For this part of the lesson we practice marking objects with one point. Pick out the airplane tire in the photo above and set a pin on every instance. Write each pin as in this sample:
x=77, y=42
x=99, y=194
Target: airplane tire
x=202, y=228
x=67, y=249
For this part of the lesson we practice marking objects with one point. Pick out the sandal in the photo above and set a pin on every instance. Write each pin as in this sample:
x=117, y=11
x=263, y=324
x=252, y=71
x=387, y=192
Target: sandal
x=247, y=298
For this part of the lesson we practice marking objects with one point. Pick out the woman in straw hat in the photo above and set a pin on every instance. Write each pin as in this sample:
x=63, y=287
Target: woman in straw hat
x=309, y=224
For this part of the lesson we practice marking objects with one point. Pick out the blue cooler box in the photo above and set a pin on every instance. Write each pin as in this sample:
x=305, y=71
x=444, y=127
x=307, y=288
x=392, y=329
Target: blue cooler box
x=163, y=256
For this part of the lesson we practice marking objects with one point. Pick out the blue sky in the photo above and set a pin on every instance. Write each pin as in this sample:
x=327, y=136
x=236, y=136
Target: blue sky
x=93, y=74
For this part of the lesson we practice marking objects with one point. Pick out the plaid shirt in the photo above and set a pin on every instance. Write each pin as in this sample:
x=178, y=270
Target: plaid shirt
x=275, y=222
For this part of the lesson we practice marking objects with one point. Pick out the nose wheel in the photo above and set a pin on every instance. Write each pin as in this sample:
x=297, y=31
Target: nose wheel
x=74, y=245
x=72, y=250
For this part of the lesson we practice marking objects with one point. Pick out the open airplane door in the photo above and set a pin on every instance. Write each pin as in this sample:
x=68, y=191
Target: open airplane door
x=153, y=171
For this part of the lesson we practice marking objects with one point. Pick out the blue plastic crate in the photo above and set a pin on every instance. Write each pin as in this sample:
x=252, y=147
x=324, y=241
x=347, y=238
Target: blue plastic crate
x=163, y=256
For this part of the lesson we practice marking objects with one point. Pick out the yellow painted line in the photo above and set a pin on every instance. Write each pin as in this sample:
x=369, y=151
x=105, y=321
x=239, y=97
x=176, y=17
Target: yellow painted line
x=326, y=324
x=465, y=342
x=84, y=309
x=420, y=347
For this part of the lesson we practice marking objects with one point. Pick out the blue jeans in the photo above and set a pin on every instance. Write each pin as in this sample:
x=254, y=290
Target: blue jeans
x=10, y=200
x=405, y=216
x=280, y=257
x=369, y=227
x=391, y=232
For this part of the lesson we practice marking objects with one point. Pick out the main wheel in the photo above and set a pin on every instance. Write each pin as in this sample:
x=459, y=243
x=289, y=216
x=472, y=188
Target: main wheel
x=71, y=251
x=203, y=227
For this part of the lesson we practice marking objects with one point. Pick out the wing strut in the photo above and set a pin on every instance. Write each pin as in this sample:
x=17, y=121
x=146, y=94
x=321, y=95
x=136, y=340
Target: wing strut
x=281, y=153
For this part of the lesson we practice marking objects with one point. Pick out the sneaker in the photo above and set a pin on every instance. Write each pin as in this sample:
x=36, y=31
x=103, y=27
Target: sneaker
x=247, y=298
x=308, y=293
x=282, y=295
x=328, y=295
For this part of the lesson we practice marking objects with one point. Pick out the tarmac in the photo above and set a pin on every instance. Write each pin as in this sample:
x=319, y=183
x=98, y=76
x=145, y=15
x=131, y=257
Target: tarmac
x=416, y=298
..............................
Please transcribe the data shown above in full, exactly as it stands.

EXERCISE OUTPUT =>
For this part of the lesson we practice marking objects with one point. Pick out the airplane tire in the photo above and set a pin on every instance. Write each pin as in this sample:
x=77, y=42
x=99, y=194
Target: airplane tire
x=202, y=228
x=67, y=249
For this part of the lesson we practice marking objects with one point. Pick out the sandal in the photo above and set a pin on every instance. Write each pin as in this sample:
x=117, y=11
x=263, y=324
x=252, y=71
x=387, y=192
Target: sandal
x=247, y=298
For this part of the lesson we practice marking objects with one point. Pick out the woman in straw hat in the photo above and set a pin on every instance. Write each pin as in this sample:
x=63, y=287
Target: woman in straw hat
x=309, y=224
For this part of the lesson we practice marking objects with one point. Pick out the blue cooler box in the photo above and set a pin on every instance. Write each pin as in this sample:
x=305, y=71
x=444, y=127
x=307, y=288
x=392, y=329
Target: blue cooler box
x=163, y=256
For this part of the lesson we practice marking objects with one point. Pick out the blue sky in the photo above and set a pin on every instance. Write each pin as in this sample:
x=327, y=136
x=236, y=136
Target: blue sky
x=93, y=74
For this part of the lesson we practice marking objects with one point. Pick out the plaid shirt in the photo above and set a pin on every instance. Write each pin as in this sample:
x=178, y=270
Target: plaid shirt
x=275, y=222
For this part of the lesson we practice marking objects with one point. Pick out the nose wheel in the photo above and set a pin on every instance. Write each pin as in this sample:
x=297, y=31
Target: nose wheel
x=74, y=245
x=72, y=250
For this part of the lesson we practice marking objects with one point. Pick out the open airplane door in the photo above and set a pin on every instance. Write each pin as in this sample:
x=68, y=191
Target: open airplane door
x=153, y=171
For this part of the lesson we practice marking objects with one point. Pick out the blue plastic crate in the photo above and set a pin on every instance. Write each pin as in this sample:
x=252, y=147
x=324, y=241
x=347, y=238
Target: blue plastic crate
x=163, y=256
For this part of the lesson we practice marking objects with one point. Pick out the yellow painted line in the photo above and set a pin on every instance. Write each pin as in this sample:
x=369, y=151
x=105, y=321
x=239, y=97
x=176, y=17
Target: yellow painted line
x=326, y=324
x=465, y=342
x=84, y=309
x=420, y=347
For this part of the lesson we practice marking objects with one point. Pick out the blue jeans in the photo above and set a pin on every instance. Write each pin as in this sample:
x=254, y=290
Target: blue jeans
x=10, y=200
x=405, y=216
x=280, y=257
x=369, y=227
x=391, y=232
For this part of the lesson we practice marking objects with one point. Pick out the main wheel in the photo above and set a pin on every instance. Write each pin as in this sample:
x=459, y=243
x=289, y=216
x=472, y=188
Target: main wheel
x=71, y=251
x=203, y=227
For this part of the lesson we practice marking objects with one point. Pick out the wing strut in the photo above and set a pin on every instance. Write each pin as in this sample:
x=17, y=121
x=146, y=94
x=321, y=95
x=136, y=340
Target: wing strut
x=281, y=153
For this part of the lesson we practice marking objects with one point. Pick out the sneaker in the photo above and set a pin on every instance. Write each pin as in this sample:
x=36, y=31
x=103, y=27
Target: sneaker
x=247, y=298
x=308, y=293
x=282, y=295
x=328, y=295
For this part of the lesson we practice marking objects with one point. Pick out the tarmac in the photo above and set a pin on every instance. Write each pin as in this sample:
x=319, y=183
x=98, y=76
x=145, y=15
x=131, y=257
Target: tarmac
x=416, y=298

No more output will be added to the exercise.